• **PROBLEM DETAILS**
Change every "return its box" in the data below to "give its bounding box" and reproduce the data with nothing else altered, leaving out the pictures.
═════ DATASET CONTENT
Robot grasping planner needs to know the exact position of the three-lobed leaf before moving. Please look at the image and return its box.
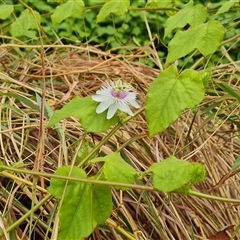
[51,0,85,24]
[166,20,225,63]
[97,0,130,23]
[48,166,112,240]
[47,96,118,132]
[216,0,239,15]
[145,65,205,137]
[10,9,41,37]
[164,2,207,37]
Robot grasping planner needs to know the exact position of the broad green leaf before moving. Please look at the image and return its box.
[147,156,205,192]
[232,155,240,171]
[97,0,130,23]
[216,0,239,14]
[164,2,207,37]
[10,9,41,37]
[48,166,112,240]
[47,97,118,132]
[0,4,14,20]
[59,183,97,240]
[166,20,225,63]
[51,0,85,24]
[147,0,173,8]
[145,65,204,137]
[102,153,137,189]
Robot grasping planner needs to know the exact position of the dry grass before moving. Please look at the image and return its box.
[0,38,240,240]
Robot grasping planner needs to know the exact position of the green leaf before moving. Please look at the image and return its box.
[10,9,41,37]
[164,2,207,37]
[93,153,138,190]
[51,0,85,24]
[145,65,204,137]
[232,155,240,171]
[147,0,174,8]
[48,166,112,240]
[147,156,205,192]
[216,0,239,15]
[0,4,14,20]
[47,97,118,132]
[166,20,225,63]
[218,83,240,102]
[97,0,130,23]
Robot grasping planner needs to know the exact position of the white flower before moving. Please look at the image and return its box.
[92,80,140,119]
══════════
• **OUTPUT FOR THIS TASK**
Robot grasping planner needs to know the exact position of the three-lobed leaf before moving. Please look at the image and give its bounding box.
[51,0,85,24]
[166,20,225,63]
[97,0,130,23]
[48,166,112,240]
[47,96,118,132]
[216,0,239,15]
[145,65,205,137]
[10,9,41,37]
[164,2,207,37]
Robot grasping planner needs to know the exact position of the broad green leaf before moving. Please look at the image and give its bounding box.
[147,156,205,192]
[232,155,240,171]
[97,0,130,23]
[216,0,239,14]
[164,2,207,37]
[10,9,41,37]
[48,166,112,240]
[47,97,118,132]
[0,4,14,20]
[59,183,97,240]
[166,20,225,63]
[51,0,85,24]
[147,0,173,8]
[145,65,204,137]
[102,153,137,189]
Robot grasping planner needs to know the exact position of the dry grass before moving. Please look at the image and give its bounding box.
[0,38,240,240]
Robot grasping planner needs to know the exact position of the green leaf before moving. Please look at the image and give its bounding box.
[10,9,41,37]
[164,2,207,37]
[93,153,138,190]
[51,0,85,24]
[145,65,204,137]
[232,155,240,171]
[147,0,174,8]
[48,166,112,240]
[147,156,205,192]
[216,0,239,15]
[0,4,14,20]
[47,97,118,132]
[166,20,225,63]
[218,83,240,102]
[97,0,130,23]
Robot grasping planner needs to know the exact position of the white flower before moving. Please look at the image and give its bounding box.
[92,80,140,119]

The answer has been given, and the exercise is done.